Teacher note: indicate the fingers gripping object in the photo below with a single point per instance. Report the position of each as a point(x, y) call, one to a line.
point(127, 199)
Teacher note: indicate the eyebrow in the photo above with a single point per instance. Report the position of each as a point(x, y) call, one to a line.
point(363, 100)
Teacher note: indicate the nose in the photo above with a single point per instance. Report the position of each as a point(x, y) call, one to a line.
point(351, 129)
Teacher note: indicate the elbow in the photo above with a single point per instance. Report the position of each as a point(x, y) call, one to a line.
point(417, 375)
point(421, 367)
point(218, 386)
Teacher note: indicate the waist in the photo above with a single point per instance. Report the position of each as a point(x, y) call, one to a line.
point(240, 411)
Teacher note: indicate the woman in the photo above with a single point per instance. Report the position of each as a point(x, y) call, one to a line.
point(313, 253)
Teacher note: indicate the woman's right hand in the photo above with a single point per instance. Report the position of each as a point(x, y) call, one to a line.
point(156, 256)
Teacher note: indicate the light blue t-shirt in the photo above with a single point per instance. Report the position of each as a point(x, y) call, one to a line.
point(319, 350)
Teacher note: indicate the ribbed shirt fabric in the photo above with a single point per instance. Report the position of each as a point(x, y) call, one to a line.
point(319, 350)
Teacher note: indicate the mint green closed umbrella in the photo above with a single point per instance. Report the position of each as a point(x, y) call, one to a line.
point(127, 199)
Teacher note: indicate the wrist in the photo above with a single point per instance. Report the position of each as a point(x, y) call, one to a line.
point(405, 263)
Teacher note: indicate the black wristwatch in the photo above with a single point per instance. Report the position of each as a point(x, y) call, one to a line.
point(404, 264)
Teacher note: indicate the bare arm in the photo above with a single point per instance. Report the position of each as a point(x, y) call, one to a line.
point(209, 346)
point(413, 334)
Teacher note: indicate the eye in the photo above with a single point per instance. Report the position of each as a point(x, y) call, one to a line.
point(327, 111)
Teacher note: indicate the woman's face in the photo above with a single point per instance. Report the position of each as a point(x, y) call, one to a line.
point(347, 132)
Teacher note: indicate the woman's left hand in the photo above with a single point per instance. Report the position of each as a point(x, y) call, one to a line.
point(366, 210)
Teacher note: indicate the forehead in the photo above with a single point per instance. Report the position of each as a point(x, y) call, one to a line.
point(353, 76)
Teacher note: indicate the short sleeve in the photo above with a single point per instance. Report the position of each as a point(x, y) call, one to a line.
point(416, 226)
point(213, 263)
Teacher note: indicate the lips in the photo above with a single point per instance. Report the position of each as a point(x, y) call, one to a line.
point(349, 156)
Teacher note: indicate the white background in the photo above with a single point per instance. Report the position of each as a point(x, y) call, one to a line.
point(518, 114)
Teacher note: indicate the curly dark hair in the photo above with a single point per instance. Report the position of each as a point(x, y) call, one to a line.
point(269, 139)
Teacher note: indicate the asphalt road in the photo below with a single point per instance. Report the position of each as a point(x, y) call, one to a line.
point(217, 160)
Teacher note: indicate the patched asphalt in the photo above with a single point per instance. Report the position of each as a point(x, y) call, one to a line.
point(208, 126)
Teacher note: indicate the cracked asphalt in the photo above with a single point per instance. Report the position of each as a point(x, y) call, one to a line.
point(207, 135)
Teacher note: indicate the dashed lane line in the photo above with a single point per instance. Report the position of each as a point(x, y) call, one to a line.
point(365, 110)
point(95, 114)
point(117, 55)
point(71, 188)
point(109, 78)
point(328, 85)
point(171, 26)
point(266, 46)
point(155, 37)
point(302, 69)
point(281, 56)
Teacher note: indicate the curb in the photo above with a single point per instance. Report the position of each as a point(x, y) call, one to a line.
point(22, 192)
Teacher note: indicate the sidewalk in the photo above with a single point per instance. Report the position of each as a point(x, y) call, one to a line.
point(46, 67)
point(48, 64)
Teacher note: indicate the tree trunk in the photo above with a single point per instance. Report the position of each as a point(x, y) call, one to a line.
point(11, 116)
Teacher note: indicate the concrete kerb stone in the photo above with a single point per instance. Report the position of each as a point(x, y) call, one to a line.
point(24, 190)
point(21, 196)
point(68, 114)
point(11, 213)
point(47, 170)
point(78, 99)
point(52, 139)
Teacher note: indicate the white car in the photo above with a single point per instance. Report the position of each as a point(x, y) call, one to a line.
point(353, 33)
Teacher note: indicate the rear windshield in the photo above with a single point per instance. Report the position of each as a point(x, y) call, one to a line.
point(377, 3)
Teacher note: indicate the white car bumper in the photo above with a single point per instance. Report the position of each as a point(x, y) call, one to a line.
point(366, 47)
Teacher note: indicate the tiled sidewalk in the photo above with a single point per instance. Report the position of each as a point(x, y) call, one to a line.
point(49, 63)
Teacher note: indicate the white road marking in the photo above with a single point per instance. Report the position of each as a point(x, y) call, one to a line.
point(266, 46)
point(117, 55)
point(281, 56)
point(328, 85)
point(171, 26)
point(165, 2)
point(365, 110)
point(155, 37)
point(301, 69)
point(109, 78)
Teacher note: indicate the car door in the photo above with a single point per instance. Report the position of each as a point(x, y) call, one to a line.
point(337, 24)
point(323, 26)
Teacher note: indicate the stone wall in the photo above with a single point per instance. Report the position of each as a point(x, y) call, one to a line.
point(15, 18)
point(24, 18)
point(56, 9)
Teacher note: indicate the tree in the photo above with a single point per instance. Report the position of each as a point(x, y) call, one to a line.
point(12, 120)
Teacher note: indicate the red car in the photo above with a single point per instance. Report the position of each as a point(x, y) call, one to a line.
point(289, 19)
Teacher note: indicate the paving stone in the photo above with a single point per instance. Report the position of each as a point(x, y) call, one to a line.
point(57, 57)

--- --- ---

AIM OF THE EXERCISE:
Reproduce all of the records above, changing each "Teacher note" to "Instructor note" and leaving every other word unaltered.

ANSWER FOR THIS EXERCISE:
Instructor note: indicate the fingers gripping object in the photo below with a single point per instance. Report the position of each as a point(x, y) call, one to a line.
point(127, 199)
Instructor note: indicate the eyebrow in the photo above with a single point per instance. Report the position of each as a point(x, y) call, one to a line.
point(363, 100)
Instructor note: indicate the nose in the photo above with a single point per instance. Report the position of each as a point(x, y) call, one to a line.
point(351, 129)
Instructor note: indicate the elbow in the photo above with a single point per instance. Report the position of each as a point(x, y) call, one to a line.
point(417, 375)
point(421, 367)
point(218, 386)
Instructor note: indicate the waist in the photo above with a single point per instance. Report the position of each as a point(x, y) call, one to a line.
point(240, 411)
Instructor note: indicate the woman in the photo above with a single point per instance. Report the position of each as a point(x, y) call, one to a line.
point(313, 253)
Instructor note: indicate the woman's right hand in the photo above with a single point per instance. Report the position of each as a point(x, y) call, one to a line.
point(156, 256)
Instructor note: indicate the light blue t-shirt in the photo above with a single point per instance. Report the position of each as a point(x, y) call, one to a line.
point(319, 350)
Instructor note: indicate the ribbed shirt fabric in the photo above with a single point per instance. Report the position of each as a point(x, y) call, one to a line.
point(319, 350)
Instructor note: indicate the mint green closed umbrella in the photo above with a single point per instance. Report the position of each as a point(x, y) call, one to a line.
point(127, 199)
Instructor note: indicate the wrist in the photo above with a single point per instance. Report the position of each as a point(x, y) call, one to a line.
point(405, 263)
Instructor note: indicate the black wristwatch in the photo above with a single point per instance. Report the position of each as a point(x, y) call, one to a line.
point(404, 264)
Instructor note: indicate the bare arm in the photo above with a single point per instance. Report the position of each as a point(x, y) call, one to a line.
point(209, 346)
point(413, 334)
Instructor note: indicate the eye in the photo above with a single point per instance. Report the position of each as a point(x, y) call, one to a line.
point(327, 111)
Instructor note: indicate the woman's face in the photo above with a single point per instance. Report the position of each as a point(x, y) call, one to a line.
point(347, 132)
Instructor note: indicate the woman's left hand in the photo above with a single point per instance. Report the position of each as a point(x, y) call, one to a line.
point(366, 210)
Instructor note: indicate the forehead in the photo above with a single point per instance. Report the position of each as a point(x, y) call, one to a line.
point(353, 76)
Instructor note: indicate the short sleeve in the photo above with a single point per instance. Report the position of each as a point(x, y) call, one to a line.
point(416, 226)
point(213, 263)
Instructor note: indicate the lips in the photo above with a single point per instance. Report the position of each as a point(x, y) call, one to a line.
point(349, 156)
Instructor note: indicate the white background in the photo above with a single point per instance. Report the position of each as a point(x, y) call, one to a line.
point(518, 114)
Instructor note: indicate the curly dark hair in the photo above with a single point per instance. Report the position of each as a point(x, y) call, one to a line.
point(269, 139)
Instructor note: indicate the asphalt road in the photo below with a single point per instance. Report the position of each as a point(x, y) call, one to a line.
point(217, 160)
Instructor note: indicate the patched asphalt in the photo above with a single point per instance. Report the position of each as a point(x, y) call, one to a line.
point(208, 126)
Instructor note: indicate the cracked asphalt in the photo above with a single point per instance. Report the position of each as a point(x, y) call, one to a line.
point(207, 135)
Instructor note: indicate the dashed lane line in the photo above with a single point per instance. Report the position of each as a point(x, y) call, one to a line.
point(365, 110)
point(95, 114)
point(117, 55)
point(71, 188)
point(109, 78)
point(328, 85)
point(171, 26)
point(266, 46)
point(155, 37)
point(302, 69)
point(281, 56)
Instructor note: indicate the curb in the photo above with a single point per instance. Report the position of each as a point(x, y) call, one to a line.
point(22, 192)
Instructor note: indicate the sidewalk in the photo above with a single point per instance. Report the position of each as a point(x, y) call, one to a line.
point(46, 67)
point(48, 64)
Instructor note: indicate the tree trunk in the photo above with a single point per instance. Report the position of each as a point(x, y) call, one to a line.
point(11, 116)
Instructor note: indicate the concrete kerb stone in the photo above with a single point per instance. Report the position of each as a point(x, y) call, one to a line.
point(24, 190)
point(21, 196)
point(68, 114)
point(11, 213)
point(47, 170)
point(78, 99)
point(52, 139)
Instructor note: indicate the white car in the photo above with a single point per instance. Report the position of each as a point(x, y) call, one to a line.
point(353, 33)
Instructor note: indicate the rear windshield in the photo above with a single point per instance. Report the position of each as a point(x, y) call, one to a line.
point(377, 3)
Instructor note: indicate the white car bumper in the photo above with a single point per instance. Report the position of each as a point(x, y) call, one to a line.
point(366, 47)
Instructor note: indicate the tiled sidewalk in the photo above with a single point per instance. Report the position of each as a point(x, y) call, one to a line.
point(49, 63)
Instructor note: indicate the white road marking in the photo above with a single point per instance. Report the position of each as a point(x, y) call, one to a line.
point(266, 46)
point(117, 55)
point(281, 56)
point(328, 85)
point(171, 26)
point(165, 2)
point(365, 110)
point(155, 37)
point(301, 69)
point(109, 78)
Instructor note: indicate the car door in the photo above with a single point per instance. Report the position of each as a point(x, y) call, one to a line.
point(337, 24)
point(323, 26)
Instructor note: indicate the stone wall in the photo above with a single point per instance. Report the position of each as a point(x, y) call, one to a line.
point(15, 18)
point(24, 18)
point(56, 9)
Instructor note: indicate the tree in the photo above with a single point per instance. Report the position of each as a point(x, y) call, one to a line.
point(12, 120)
Instructor note: indicate the red car in the photo above with a single point per instance. Report the position of each as a point(x, y) call, one to a line.
point(289, 19)
Instructor note: indicate the paving stone in the photo above with a single point per instance. Report the position of each as a point(x, y) call, one to a line.
point(57, 57)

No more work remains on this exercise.